*How to complete this task*
In the records below, find each line that holds "reflective" and return it.

*Information supplied*
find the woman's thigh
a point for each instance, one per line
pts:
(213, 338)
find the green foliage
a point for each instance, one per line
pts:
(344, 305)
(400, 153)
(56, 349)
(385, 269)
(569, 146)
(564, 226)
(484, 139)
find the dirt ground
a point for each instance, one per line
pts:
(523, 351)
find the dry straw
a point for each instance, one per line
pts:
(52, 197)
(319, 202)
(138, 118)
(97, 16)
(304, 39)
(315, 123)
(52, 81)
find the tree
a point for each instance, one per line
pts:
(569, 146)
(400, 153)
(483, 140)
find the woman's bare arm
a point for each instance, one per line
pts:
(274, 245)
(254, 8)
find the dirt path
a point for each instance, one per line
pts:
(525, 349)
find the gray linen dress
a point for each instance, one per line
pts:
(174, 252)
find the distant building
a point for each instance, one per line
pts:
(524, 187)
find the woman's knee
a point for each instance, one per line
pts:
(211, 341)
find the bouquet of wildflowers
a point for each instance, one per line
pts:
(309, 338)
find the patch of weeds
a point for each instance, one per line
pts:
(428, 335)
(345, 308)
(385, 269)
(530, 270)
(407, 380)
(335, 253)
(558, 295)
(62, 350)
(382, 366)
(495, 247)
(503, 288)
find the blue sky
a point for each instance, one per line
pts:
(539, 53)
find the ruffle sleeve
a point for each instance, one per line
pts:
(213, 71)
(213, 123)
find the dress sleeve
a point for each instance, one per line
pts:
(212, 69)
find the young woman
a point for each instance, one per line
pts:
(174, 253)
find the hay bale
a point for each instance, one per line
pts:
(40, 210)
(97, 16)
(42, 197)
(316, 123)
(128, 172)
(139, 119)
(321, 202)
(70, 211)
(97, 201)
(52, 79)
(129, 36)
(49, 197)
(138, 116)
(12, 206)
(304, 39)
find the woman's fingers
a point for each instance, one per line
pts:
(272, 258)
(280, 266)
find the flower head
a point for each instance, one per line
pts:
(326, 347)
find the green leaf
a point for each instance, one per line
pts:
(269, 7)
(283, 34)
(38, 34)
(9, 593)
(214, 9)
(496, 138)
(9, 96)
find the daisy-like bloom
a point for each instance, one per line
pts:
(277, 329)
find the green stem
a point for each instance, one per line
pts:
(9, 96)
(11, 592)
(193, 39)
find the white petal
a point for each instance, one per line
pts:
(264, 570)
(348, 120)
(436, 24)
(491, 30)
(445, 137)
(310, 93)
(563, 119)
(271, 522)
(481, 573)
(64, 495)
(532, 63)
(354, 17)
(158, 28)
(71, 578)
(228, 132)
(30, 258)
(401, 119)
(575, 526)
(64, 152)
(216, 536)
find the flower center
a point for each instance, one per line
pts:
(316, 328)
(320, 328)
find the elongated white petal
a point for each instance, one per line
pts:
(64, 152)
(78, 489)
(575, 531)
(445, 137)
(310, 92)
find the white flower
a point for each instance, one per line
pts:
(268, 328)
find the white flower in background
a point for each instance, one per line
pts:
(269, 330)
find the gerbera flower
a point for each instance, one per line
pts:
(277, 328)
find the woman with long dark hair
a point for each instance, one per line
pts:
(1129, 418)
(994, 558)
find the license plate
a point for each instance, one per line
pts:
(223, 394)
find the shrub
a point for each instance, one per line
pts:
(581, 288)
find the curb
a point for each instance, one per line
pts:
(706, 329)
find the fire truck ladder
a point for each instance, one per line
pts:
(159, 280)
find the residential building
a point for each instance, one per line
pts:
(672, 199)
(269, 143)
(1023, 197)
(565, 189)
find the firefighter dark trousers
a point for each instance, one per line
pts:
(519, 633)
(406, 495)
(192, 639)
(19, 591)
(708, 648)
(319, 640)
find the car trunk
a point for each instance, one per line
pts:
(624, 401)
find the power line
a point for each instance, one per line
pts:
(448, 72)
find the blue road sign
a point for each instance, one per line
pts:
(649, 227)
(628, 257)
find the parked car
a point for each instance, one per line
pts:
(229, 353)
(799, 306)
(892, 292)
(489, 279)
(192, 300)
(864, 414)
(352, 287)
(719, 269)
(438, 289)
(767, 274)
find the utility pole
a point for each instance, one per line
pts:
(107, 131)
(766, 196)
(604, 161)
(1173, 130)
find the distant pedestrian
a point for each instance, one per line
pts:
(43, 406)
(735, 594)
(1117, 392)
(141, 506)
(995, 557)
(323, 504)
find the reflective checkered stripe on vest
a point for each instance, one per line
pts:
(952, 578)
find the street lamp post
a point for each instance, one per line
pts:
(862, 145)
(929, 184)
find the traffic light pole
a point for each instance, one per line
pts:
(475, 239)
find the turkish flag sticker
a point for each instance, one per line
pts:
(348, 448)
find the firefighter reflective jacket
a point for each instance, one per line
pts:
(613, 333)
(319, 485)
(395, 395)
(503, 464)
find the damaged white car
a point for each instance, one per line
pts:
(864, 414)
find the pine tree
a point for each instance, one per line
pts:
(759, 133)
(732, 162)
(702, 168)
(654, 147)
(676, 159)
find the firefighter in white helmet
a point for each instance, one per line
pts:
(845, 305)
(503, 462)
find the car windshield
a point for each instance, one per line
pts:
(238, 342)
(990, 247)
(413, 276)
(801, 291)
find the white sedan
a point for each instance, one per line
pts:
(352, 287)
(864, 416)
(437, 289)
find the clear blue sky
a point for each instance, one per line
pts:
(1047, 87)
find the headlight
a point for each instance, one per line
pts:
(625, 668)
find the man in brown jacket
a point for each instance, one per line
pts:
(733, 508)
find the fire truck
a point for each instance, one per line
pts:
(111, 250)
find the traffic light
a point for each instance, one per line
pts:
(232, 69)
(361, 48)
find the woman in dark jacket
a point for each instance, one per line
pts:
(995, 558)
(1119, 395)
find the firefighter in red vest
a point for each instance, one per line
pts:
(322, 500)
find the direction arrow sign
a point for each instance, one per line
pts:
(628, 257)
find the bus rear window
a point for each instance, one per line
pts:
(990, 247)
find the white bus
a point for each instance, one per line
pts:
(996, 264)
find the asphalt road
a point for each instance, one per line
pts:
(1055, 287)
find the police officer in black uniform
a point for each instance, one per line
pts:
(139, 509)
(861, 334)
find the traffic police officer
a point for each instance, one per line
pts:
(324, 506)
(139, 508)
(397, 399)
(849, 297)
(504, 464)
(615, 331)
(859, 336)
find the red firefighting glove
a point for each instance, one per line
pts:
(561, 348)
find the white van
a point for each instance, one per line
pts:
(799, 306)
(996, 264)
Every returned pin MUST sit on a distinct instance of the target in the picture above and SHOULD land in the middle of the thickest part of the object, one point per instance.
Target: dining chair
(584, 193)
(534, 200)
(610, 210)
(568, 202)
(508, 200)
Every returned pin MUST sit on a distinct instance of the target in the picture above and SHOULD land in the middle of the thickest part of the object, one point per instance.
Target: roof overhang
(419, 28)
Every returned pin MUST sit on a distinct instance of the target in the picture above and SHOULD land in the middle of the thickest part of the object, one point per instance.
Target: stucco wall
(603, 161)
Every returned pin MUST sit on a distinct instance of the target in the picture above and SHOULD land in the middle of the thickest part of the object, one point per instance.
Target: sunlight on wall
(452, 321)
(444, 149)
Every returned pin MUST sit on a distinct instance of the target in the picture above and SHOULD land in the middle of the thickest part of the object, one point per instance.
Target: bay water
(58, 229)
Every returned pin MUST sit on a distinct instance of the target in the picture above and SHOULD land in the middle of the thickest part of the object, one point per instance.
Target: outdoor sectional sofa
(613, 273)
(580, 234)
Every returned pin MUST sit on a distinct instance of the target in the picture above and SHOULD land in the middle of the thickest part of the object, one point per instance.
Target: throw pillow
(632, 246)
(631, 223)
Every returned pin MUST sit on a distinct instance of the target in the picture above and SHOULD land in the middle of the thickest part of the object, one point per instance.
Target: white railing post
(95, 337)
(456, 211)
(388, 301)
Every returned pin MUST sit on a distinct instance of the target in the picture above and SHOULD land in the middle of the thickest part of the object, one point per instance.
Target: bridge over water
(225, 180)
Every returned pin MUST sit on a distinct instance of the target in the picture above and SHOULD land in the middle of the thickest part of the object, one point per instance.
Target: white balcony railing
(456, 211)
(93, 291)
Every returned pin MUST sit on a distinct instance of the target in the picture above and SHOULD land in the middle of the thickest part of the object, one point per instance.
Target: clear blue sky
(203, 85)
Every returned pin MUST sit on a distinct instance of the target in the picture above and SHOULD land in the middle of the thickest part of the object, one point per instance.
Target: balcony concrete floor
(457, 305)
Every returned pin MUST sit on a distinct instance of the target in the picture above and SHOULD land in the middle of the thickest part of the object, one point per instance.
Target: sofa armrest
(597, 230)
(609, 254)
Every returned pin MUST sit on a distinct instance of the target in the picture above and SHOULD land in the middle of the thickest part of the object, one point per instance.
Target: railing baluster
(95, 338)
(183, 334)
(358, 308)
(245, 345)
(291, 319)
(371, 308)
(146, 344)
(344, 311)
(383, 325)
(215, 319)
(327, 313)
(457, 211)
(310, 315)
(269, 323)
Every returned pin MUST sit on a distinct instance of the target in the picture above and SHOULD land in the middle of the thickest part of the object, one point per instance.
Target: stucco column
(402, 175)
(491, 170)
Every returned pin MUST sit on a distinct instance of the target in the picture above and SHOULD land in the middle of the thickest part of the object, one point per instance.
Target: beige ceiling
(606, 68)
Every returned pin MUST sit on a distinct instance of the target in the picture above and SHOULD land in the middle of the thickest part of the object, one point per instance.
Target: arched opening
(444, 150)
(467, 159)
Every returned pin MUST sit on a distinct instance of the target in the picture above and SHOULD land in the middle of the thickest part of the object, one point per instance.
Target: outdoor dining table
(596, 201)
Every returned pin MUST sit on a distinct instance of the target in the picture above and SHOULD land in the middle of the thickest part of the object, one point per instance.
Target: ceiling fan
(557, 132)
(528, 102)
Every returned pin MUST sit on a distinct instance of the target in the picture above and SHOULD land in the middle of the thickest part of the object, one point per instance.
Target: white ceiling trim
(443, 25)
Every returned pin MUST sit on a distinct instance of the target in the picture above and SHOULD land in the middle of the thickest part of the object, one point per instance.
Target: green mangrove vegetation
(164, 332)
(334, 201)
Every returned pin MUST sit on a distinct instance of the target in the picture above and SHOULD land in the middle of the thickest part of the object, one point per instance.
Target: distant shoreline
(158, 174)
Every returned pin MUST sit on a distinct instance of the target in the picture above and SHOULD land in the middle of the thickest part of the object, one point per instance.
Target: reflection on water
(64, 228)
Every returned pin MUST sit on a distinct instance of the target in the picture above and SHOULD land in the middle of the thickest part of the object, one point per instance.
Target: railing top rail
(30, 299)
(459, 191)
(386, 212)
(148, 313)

*Output for this task*
find the reflective checkered stripe on vest
find the firefighter reflective jacket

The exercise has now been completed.